→ **Your task**: In your reply, write out the records exactly, each line intact.

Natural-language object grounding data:
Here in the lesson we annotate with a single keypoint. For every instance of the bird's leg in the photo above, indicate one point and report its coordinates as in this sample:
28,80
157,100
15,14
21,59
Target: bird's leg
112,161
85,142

→ **Written response**:
Here in the lesson we annotate with a single keypoint. For every instance of the bird's leg in the photo above, indicate one point and report its coordinates as in this sample:
28,80
157,100
15,14
21,59
Target: bird's leg
112,161
85,142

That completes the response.